[Page extract]
□ □ □ □ □ □ □

- Active: 1941–1946
- Country: Soviet Union
- Branch: Red Army
- Type: Division
- Role: Infantry
- Engagements: Battle of the Caucasus Battle of Rostov (1943) Donbass Strategic Offensive Lower Dniepr Offensive Nikopol–Krivoi Rog Offensive First Jassy–Kishinev Offensive Second Jassy–Kishinev Offensive Vistula-Oder Offensive Battle of Küstrin Berlin Strategic Offensive Operation

Commanders
- Notable commanders: Col. S. P. Storozhilov Col. V. T. Maslov Mjr. Gen. D. M. Sizranov

= 416th Rifle Division =

The 416th Rifle Division was formed for the first time as a standard Red Army rifle division late in 1941, after the Soviet winter counteroffensive had begun, but was soon re-designated. A second formation began in March 1942, this time as an Azerbaijani National Division and was completed in July, after which it remained serving in the southern sectors of the Soviet-German front until the autumn of 1944, when it was redeployed to Poland in anticipation of the final offensives into the German heartland; it served until 1946.

□ □ □ □ □ □ □

[Recorded data]

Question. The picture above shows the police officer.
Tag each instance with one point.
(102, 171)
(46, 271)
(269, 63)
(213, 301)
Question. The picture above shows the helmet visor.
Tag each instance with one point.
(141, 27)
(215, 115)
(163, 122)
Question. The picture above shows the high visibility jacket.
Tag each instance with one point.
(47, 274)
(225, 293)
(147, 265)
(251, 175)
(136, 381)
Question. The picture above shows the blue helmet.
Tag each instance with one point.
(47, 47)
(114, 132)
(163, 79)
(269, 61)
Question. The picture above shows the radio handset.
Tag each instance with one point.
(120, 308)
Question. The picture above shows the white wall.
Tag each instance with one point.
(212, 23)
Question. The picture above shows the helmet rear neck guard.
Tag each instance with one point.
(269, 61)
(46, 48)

□ □ □ □ □ □ □

[Directions]
Extend the text on the 416th Rifle Division, starting right after its last sentence.

[Task response]
== 1st formation ==
The first 416th Rifle Division began forming on December 9, 1941, in the Moscow Military District. Its primary order of battle was as follows:
- 1368th Rifle Regiment
- 1373rd Rifle Regiment
- 1374th Rifle Regiment
- 1054th Artillery Regiment
The division was still forming up on January 27, 1942, when it was re-designated as the 2nd formation of the 146th Rifle Division while still in the Moscow region.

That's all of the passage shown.